## Selection
------------------------------------------------

Note to everyone else: one of the perks dangers of teaching is that it’s easy to convince yourself that you are as wise as the students think you are. Let’s agree to pretend that’s true for a few more minutes while I get my hubris on and offer them some advice.

1. Everyone is insecure.

I spent a good deal of college feeling like I wasn’t quite “enough.” I was a great student and I made good and lasting friends, but I always felt a little bit like a misfit.

At my twenty-year college reunion I found myself in conversation with some of those people I’d been intimidated by. They were talking about all the things and people they had been intimidated by. Come again? One of them even mentioned my brains. Huh. 

(Bonus advice: go to reunions. They are funny and they give you an excuse to think about your life. Also, there’s a good chance that the crush who ignored you senior year will have lost his hair. That will feel better than it should.)

2. If you have a terrible job, juggle glasses.

My freshman year I worked in the dining hall. If your dining hall has a conveyor belt, imagine riding on your tray all the way through the little opening in the wall where it disappears. I worked on the other side of that wall.

Worse than that, I worked on the other side of that wall during dinner on Fridays when students were starting to let off steam for the weekend. Young people do terrible, disgusting things to mashed potatoes and patty melts after a few beers.

My job was to scrape the mashed potato castles and ground beef sculptures off those trays. Pete’s job was to take the glasses off the trays, dump out the mashed potatoes and fruit punch, and load the glasses in huge plastic racks.

Pete would grab a glass from a tray, toss it into the air, and catch it behind his back. Then he’d grab another, until he was juggling six at one time while trays kept rushing by. I never saw Pete break a glass.

I was homesick that semester in the dining hall. Pete made me feel like I could be happy.

(Bonus advice: don’t put mashed potatoes in your fruit punch in the dining hall. Extra bonus advice: don’t actually ride your tray on the conveyor belt. That would be weird. Extra super bonus advice: don’t keep that dining hall job for too long, Pete or no Pete. Dorm mail carrier–that was a good job.)

------------------------------------------------

## Excerpted data
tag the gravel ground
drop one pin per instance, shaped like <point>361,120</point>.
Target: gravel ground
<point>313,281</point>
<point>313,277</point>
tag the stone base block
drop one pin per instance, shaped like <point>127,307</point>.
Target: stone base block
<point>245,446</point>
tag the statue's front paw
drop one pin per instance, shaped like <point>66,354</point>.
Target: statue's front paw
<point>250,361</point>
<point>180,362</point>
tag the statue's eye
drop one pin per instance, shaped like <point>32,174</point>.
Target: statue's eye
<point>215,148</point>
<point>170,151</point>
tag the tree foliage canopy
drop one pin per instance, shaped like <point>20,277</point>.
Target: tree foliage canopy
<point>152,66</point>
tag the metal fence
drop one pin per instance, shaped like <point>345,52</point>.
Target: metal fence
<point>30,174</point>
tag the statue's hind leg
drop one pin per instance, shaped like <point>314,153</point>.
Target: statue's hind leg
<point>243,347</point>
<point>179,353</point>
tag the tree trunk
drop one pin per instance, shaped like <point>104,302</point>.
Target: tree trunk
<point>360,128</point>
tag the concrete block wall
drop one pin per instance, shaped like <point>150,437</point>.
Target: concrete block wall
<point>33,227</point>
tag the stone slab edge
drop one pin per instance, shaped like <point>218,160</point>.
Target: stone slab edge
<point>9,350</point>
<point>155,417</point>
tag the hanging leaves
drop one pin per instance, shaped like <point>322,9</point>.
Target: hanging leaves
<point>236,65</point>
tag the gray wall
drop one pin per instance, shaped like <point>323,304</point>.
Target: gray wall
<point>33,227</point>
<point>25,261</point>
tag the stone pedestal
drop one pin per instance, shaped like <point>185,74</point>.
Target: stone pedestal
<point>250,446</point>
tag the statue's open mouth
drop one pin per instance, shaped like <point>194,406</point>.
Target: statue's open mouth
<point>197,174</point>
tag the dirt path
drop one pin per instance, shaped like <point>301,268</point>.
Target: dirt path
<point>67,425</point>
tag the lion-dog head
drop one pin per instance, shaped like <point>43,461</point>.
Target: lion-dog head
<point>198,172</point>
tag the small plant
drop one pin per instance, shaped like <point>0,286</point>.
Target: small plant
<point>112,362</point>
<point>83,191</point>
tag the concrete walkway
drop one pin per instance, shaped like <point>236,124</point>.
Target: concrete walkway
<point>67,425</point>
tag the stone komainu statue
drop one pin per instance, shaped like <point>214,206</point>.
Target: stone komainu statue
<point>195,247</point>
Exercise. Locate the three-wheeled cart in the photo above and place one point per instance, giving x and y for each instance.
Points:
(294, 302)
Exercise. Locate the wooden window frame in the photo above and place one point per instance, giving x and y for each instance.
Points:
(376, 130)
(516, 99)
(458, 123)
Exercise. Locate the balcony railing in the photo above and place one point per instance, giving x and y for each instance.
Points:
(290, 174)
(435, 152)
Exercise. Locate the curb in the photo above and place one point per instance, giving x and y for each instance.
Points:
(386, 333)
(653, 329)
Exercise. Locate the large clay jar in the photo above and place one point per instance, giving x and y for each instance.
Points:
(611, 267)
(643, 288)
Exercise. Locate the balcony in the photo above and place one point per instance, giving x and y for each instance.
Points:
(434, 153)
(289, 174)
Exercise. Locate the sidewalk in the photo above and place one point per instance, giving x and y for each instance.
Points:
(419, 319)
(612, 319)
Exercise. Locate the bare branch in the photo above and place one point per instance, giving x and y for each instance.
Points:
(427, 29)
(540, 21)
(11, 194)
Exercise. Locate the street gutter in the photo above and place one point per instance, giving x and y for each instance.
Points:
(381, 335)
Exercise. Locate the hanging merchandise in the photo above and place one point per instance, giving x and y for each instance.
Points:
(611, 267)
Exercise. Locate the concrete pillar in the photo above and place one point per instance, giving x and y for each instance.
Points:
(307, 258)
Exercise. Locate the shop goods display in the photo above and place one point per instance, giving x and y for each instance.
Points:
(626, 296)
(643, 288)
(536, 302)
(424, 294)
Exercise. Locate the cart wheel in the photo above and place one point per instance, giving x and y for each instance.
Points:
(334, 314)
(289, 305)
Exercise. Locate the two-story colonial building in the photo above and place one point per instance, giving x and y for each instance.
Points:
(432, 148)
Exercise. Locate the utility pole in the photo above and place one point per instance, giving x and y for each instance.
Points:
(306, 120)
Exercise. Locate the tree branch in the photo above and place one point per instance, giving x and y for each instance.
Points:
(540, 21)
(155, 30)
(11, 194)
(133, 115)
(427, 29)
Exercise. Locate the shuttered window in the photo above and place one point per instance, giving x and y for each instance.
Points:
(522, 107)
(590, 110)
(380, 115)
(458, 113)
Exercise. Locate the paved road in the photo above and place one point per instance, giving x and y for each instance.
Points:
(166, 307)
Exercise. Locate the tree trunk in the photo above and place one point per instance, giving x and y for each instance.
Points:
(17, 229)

------------------------------------------------

## Task A
According to the college advice essay, which campus job was a good one?
## Task B
From the college advice essay, pull out the passage between "Worse than that, I" and "a few beers.", inclusive.

## Result A
Dorm mail carrier.

## Result B
Worse than that, I worked on the other side of that wall during dinner on Fridays when students were starting to let off steam for the weekend. Young people do terrible, disgusting things to mashed potatoes and patty melts after a few beers.